* **PROBLEM TO WORK ON**
The reply has to be a number alone, equal to how many lines in the entries below hold the string "driveway".

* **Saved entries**
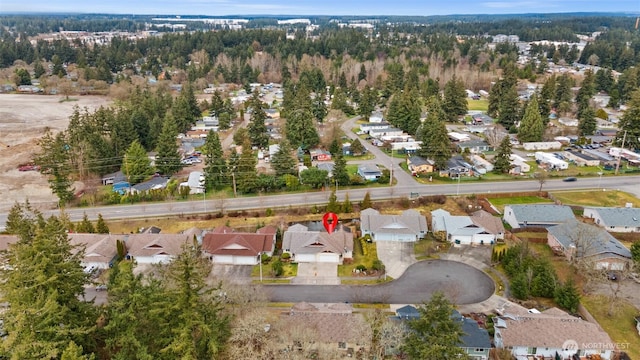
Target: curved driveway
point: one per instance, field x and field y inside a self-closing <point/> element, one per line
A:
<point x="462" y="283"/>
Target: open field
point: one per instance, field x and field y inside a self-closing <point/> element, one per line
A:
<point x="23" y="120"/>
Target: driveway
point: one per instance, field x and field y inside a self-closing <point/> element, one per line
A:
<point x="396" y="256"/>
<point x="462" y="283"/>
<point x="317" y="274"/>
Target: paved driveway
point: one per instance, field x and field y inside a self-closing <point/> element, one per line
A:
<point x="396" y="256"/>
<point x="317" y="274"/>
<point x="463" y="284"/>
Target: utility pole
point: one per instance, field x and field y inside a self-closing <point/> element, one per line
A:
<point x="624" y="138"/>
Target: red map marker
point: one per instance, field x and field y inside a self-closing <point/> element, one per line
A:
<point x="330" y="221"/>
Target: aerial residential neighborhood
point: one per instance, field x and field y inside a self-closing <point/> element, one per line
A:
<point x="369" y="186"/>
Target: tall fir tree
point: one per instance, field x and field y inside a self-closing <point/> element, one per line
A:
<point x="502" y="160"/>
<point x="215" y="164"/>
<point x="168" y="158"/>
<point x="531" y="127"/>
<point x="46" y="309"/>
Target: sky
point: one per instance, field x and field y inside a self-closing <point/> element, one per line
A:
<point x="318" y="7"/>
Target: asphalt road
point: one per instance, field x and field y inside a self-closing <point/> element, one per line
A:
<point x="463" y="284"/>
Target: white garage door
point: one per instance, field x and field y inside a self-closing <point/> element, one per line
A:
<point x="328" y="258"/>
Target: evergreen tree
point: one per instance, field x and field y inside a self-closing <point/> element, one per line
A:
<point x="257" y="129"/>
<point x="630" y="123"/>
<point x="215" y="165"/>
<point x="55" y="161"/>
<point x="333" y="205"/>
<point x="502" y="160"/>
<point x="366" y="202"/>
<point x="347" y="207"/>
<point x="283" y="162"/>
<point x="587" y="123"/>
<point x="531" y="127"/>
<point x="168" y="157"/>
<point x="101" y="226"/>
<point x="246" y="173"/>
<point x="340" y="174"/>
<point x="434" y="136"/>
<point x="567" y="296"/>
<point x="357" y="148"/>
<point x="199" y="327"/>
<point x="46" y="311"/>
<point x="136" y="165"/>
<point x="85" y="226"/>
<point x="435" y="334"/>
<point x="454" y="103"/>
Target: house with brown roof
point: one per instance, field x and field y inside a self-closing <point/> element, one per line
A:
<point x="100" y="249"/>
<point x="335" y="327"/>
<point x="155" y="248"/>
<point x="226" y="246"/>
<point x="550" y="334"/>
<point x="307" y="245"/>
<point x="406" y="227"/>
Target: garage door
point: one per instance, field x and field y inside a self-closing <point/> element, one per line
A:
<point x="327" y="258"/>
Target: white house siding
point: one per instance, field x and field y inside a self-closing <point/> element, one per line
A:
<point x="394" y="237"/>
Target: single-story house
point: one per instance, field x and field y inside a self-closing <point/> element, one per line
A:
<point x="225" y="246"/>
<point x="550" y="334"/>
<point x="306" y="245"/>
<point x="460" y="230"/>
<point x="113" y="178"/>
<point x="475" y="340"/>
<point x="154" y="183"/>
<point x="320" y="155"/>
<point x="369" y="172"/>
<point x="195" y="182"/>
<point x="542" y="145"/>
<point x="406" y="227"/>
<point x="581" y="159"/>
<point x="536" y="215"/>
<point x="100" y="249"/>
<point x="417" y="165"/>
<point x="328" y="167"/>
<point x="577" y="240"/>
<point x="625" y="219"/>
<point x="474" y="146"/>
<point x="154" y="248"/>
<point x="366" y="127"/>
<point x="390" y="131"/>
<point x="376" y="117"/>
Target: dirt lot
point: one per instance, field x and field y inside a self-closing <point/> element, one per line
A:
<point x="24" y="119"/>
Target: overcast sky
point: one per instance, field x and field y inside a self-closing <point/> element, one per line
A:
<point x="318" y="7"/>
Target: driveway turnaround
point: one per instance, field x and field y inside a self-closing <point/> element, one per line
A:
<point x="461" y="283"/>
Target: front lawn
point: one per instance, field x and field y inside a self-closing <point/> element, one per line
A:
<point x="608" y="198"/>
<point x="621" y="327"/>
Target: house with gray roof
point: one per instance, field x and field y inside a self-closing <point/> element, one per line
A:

* **SOLVED PROBLEM**
4